Required work
(a) In the interview, where did KB make the first site-specific pieces?
(b) Copy the interview word for word, from "I have plans" up to and including "yet to share.".
(c) Carry on the artist interview from the point where it stops.

Passage for review
-- Opening Marker --

KB: These pieces are much more intuitive, spontaneous and personal for me. The first site specific pieces I did were in a residency studio at Kimmel Harding Nelson Center. I was there for two weeks away from my family, and while it was awesome to focus on my work, the level at which I missed them and the isolation in the studio made me start to see the space I was in as a sort of found object, infused with so many fragments of poetry. When I came back home, this instinct followed me.
I spend my life in my house. All the roles I am in as a mother, an artist, a wife and a writer happen here, and at times I have internal struggle between those roles. Any guilt, excitement, longing, stress, loss or victory I experience happens here. So the walls, the driveway, the garage door- I just respond to them with text.
I have plans to do several more interventions within my home this coming year and open it up for a one night happening so that I can share these works that really don’t belong anywhere else.
AE: You recently did a collaborative work with your husband (and fellow artist), Emmett Potter, which took the form of a 43-foot mural in Phoenix, at the corner of Central and Camelback. Is this the first time you have worked together artistically? What was the process like? Any future collaborations in the works?
KB: Emmett and I had only collaborated on one other piece before. We had such a blast designing and painting the mural and it was a really fluid process working together. Creating art in public is so energizing! We have plans of doing another one soon, but no details yet to share.
AE: In addition to your own practice, you also frequently write for the online art magazines Fecal Face and Beautiful/Decay, as well previously for Phoenix’s Java Magazine. What kind of relationship does writing have to your artwork? Do you see it as an extension of your art practice, or something separate?

-- Closing Marker --

Excerpted data
-- Opening Marker --

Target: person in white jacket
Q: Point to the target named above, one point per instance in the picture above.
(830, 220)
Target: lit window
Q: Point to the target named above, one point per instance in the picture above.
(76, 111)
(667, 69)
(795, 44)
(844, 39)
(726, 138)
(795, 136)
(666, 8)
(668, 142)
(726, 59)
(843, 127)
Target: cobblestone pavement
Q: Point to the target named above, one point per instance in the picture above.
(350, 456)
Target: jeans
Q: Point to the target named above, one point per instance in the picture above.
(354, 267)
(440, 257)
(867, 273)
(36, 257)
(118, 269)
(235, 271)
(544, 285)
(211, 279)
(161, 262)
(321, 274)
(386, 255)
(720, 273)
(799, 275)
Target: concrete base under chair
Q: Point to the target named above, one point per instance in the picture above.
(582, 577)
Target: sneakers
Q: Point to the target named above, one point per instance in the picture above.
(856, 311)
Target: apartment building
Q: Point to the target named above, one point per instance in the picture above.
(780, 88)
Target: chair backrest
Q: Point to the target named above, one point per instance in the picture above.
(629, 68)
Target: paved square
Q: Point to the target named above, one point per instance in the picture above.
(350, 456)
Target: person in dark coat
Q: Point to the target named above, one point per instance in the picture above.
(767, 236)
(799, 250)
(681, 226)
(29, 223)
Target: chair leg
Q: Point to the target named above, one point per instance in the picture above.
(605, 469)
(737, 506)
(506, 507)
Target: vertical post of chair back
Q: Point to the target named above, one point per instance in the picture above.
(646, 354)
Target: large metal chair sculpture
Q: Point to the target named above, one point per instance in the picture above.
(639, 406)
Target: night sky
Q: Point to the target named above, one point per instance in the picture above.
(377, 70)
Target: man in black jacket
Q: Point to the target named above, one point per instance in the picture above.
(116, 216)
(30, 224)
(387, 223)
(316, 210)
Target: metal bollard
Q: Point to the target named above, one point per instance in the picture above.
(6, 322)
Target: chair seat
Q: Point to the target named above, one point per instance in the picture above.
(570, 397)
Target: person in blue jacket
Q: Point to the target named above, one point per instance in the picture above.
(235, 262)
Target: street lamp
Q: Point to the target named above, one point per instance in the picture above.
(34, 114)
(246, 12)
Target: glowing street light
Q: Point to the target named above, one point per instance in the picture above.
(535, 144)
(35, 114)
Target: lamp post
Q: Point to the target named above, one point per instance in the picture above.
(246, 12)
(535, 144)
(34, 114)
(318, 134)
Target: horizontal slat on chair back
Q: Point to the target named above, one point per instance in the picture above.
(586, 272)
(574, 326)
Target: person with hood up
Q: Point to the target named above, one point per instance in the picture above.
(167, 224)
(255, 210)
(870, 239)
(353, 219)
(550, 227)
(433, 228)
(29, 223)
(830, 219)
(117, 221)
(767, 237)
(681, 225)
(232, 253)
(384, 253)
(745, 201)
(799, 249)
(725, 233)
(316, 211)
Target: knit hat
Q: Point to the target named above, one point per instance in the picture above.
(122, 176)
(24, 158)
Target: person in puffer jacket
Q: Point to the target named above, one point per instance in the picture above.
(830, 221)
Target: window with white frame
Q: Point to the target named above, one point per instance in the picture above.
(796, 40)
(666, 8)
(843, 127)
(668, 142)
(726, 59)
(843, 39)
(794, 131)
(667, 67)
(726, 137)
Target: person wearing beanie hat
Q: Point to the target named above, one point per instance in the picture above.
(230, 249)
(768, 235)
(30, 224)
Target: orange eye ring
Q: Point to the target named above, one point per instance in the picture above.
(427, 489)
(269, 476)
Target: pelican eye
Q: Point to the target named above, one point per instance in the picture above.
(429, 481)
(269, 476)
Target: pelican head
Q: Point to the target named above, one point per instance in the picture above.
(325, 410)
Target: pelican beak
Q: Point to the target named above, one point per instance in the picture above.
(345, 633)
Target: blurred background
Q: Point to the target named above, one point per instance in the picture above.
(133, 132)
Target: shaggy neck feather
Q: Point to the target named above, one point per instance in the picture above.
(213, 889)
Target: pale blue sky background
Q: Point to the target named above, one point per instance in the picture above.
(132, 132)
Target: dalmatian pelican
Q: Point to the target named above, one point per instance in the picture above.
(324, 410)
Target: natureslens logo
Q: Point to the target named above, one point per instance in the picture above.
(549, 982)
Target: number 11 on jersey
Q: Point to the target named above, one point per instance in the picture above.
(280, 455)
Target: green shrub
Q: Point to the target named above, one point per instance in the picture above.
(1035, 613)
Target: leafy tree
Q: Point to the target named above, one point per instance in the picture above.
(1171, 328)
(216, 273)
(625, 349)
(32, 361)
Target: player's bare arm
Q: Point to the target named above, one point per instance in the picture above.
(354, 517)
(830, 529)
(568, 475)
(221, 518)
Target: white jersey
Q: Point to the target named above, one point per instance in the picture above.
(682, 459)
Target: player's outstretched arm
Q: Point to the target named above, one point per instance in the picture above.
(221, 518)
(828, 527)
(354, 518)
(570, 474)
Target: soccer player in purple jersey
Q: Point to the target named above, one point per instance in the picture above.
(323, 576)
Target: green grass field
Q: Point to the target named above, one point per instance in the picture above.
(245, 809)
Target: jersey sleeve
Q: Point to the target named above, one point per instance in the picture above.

-- Closing Marker --

Answers
(a) In a residency studio at Kimmel Harding Nelson Center.

(b)
I have plans to do several more interventions within my home this coming year and open it up for a one night happening so that I can share these works that really don’t belong anywhere else.
AE: You recently did a collaborative work with your husband (and fellow artist), Emmett Potter, which took the form of a 43-foot mural in Phoenix, at the corner of Central and Camelback. Is this the first time you have worked together artistically? What was the process like? Any future collaborations in the works?
KB: Emmett and I had only collaborated on one other piece before. We had such a blast designing and painting the mural and it was a really fluid process working together. Creating art in public is so energizing! We have plans of doing another one soon, but no details yet to share.

(c)
KB: I happened into arts writing over a year ago and found that I loved it. It’s a way for me to continue to think critically and discover new artists, movements, places, etc. on a regular basis which is important to me, and the act of processing and writing about all these things keeps me engaged in art as a whole on a deeper level. And I’ve met some of the most inspiring people who I feel have taught me a lot as an artist- whether they know it or not.
AE: You’re currently working towards a few shows; can you tell us more about them, and what you are working on?
KB: I have a huge show with Emmett at the Joseph Gross Gallery at University of Arizona that opens in May. It’s such an incredible space so I will have some installation work with some video components in that show. I also am working on paintings and sculptures for a couple of really exciting shows coming up this spring and in the fall- but I can’t say much about those shows yet.
AE: Well it’s been a pleasure looking at and talking about your work. Thanks so much for your time!
KB: Thanks Andrea! I so enjoyed sharing my work with you.